◆ **SELECTED TEXT**:
· · ·

Under fire: A group of families took refuge at the home of the Kennedy-Skiptons (George Kennedy-Skipton was a senior civil servant), on Mount Cameron, but as the fighting got worse, we had to abandon it at about 2am (on December 23). I was excited as we retreated with the troops under shellfire. At one stage a soldier carried me by piggyback down into the valley. He gave me a prayer book and I still have it. The teenage girls with us were frantic about being raped.

When the bombing and shelling got close, the kids ran to their parents but I had no one to run to, so I just had to hug myself. At about 3pm on Christmas afternoon, a bomb fell in the garden of the house we were occupying. I remember I was combing my hair on the veranda when the windows shattered and I was cut by the flying glass. Then it fell silent. It was the last bomb in Hong Kong before the surrender.

Freedom in captivity: In January 1942, the Japanese ordered us to go to the internment camp in Stanley. I was split up from the Sewells and the other families, and designated Block 5, Room 17, where a space was cleared for me on the floor. No one was claiming me. I was a stray.

It was great in Stanley. No one told me to wash, no one told me to brush my teeth – I didn’t even possess a toothbrush or change of clothes – and no one told me to brush my hair. For me, it was heaven. I was furious when they transferred me to a refugee centre (in Canossian Convent, Mid-Levels) in the summer of 1942 (and remained there for the rest of the occupation).

· · ·

◆ **BRIEF 1**:
Decide whether each statement below agrees with the account of wartime Hong Kong: (a) The group abandoned the Kennedy-Skipton home at about 2am on December 23. (b) The bomb that fell on Christmas afternoon was the last one in Hong Kong before the surrender. (c) At Stanley, the narrator stayed with the Sewells. For each, answer yes or no and quote the words from the account that settle it.
◆ **BRIEF 2**:
Write a continuation of the account of wartime Hong Kong, starting after its final sentence.
The rows after this account play no part in the work here.

◆ **GIVEN INFORMATION**:
· · ·

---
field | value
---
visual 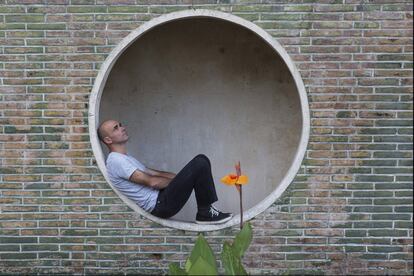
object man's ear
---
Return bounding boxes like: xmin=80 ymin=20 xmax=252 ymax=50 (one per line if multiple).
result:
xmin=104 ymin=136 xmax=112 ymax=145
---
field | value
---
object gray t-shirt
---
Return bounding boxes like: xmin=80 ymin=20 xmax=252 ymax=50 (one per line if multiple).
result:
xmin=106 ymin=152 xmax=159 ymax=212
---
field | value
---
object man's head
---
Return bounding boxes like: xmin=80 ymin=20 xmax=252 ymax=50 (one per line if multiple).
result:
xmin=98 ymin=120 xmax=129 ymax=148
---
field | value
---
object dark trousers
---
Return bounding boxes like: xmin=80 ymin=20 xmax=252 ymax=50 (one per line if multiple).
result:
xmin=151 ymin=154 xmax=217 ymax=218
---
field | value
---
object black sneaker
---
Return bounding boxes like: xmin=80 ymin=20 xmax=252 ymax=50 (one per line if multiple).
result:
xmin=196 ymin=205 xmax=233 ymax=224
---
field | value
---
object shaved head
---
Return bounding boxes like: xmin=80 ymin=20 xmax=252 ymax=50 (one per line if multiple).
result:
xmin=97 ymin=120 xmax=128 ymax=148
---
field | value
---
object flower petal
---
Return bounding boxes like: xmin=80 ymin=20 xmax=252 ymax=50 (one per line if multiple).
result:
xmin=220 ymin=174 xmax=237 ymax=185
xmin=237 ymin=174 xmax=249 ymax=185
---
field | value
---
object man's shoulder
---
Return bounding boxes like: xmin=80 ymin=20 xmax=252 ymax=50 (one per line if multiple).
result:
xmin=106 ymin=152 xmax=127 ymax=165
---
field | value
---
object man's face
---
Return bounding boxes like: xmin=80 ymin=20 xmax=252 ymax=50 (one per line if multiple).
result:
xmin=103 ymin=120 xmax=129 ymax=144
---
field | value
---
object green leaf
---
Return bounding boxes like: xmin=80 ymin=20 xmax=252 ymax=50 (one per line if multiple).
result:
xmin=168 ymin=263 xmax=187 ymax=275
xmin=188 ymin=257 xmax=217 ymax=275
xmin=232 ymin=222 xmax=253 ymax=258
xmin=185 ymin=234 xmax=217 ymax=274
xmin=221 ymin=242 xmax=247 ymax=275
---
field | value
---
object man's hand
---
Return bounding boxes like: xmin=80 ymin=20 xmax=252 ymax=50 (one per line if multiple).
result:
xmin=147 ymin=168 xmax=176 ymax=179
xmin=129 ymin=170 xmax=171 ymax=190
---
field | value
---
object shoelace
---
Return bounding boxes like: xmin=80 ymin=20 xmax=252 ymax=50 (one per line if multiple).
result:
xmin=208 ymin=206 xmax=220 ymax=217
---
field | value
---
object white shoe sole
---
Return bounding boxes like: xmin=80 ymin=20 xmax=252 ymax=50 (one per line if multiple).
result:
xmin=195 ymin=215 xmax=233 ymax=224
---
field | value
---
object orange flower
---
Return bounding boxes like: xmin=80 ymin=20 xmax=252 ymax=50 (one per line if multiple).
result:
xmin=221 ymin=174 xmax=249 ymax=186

· · ·

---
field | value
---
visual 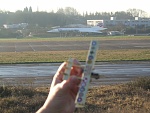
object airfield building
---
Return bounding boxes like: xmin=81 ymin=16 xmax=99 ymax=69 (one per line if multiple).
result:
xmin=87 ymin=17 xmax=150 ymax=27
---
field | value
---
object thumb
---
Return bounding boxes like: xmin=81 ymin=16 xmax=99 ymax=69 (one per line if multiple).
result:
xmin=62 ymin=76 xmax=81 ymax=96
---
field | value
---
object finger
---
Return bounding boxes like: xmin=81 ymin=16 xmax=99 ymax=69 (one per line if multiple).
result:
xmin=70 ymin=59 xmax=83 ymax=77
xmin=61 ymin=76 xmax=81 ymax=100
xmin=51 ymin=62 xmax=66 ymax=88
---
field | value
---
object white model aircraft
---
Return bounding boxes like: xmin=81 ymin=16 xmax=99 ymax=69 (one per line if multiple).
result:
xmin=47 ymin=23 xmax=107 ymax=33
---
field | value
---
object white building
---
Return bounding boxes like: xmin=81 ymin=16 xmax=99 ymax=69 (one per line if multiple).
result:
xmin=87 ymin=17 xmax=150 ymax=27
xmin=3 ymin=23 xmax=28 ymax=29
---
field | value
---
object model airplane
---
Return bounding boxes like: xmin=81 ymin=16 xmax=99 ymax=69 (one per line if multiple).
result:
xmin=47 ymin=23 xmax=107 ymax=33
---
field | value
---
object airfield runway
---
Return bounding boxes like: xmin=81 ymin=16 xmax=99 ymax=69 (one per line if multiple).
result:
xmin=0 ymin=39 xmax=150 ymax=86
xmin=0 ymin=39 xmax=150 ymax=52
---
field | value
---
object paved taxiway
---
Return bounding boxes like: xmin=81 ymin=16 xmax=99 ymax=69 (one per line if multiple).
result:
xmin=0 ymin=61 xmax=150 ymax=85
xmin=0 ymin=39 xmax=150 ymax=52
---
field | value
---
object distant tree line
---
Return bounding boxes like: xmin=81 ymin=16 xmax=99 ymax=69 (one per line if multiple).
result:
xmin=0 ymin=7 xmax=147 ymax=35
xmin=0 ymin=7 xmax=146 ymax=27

· · ·

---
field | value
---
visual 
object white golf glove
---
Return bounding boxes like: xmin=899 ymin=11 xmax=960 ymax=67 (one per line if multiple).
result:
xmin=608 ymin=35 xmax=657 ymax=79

· · ·

◆ **YOUR RESPONSE 1**:
(a) Yes: "we had to abandon it at about 2am (on December 23)"
(b) Yes: "It was the last bomb in Hong Kong before the surrender."
(c) No: "I was split up from the Sewells and the other families"

◆ **YOUR RESPONSE 2**:
With friends at the 38th Parallel, the border between the Koreas, in 1955. Photo: courtesy of Bob Tatz
With friends at the 38th Parallel, the border between the Koreas, in 1955. Photo: courtesy of Bob Tatz

All at sea: After the war, I was sent to England by ship and the Red Cross made sure I had everything I needed. I loved England. I was based near Coventry. In December 1946, I went back to Hong Kong with my godmother and started as an apprentice in the Kowloon Docks. In my final year I joined the Royal Hong Kong Auxiliary Air Force and, aged 20, I joined Jardine Matheson as a junior (marine) engineer.

I was so naive. I didn’t even know what a salary was and knew nothing about girls. I knew about steam engines but nothing about life. The ship’s officers were like fathers to me. They kept me out of the bars and nightclubs and sent me back to the ship early. I took station leave only once and went to London where I met my wife, Eilish.

Swallowing the anchor: Our first daughter was born in Hong Kong but life at sea wasn’t compatible with parent­hood so I “swallowed the anchor”, as they say, went ashore and we decided to make a new life in Canada (where the couple would have another four children).

As a father, it wasn’t easy. I relied on my wife to convey to our children what normal family life was like. It was not something I had ever experienced. I was too rigid as a parent and had such high expectations of myself. I am not a person who carries regrets though. It’s futile.

All I ever had, I achieved for myself, but I don’t hold any resentment for anyone. I tended to isolate myself and focus on work but people kept asking me about wartime Hong Kong so I wrote a short essay when I was in my 70s.

Tatz with his wife, Eilish, at London’s Veeraswamy restaurant, in 1956. Photo: Bob Tatz
Tatz with his wife, Eilish, at London’s Veeraswamy restaurant, in 1956. Photo: Bob Tatz

Confronting the past: I was standing on the Great Wall of China, and had just turned 80, when I decided to write a book. I was conscious when I wrote Lost in the Battle for Hong Kong (2019) that I didn’t want to invoke too much sympathy. I had been too young to know I was in the middle of a crisis or that I should cry and feel isolated and vulnerable. But I was lonely.

I did weep sometimes when I wrote the book. It took me eight years to complete and cost about C$25,000 (HK$147,100), but all the proceeds will go to two Hong Kong charities to fund educational scholarships for kids from tough backgrounds.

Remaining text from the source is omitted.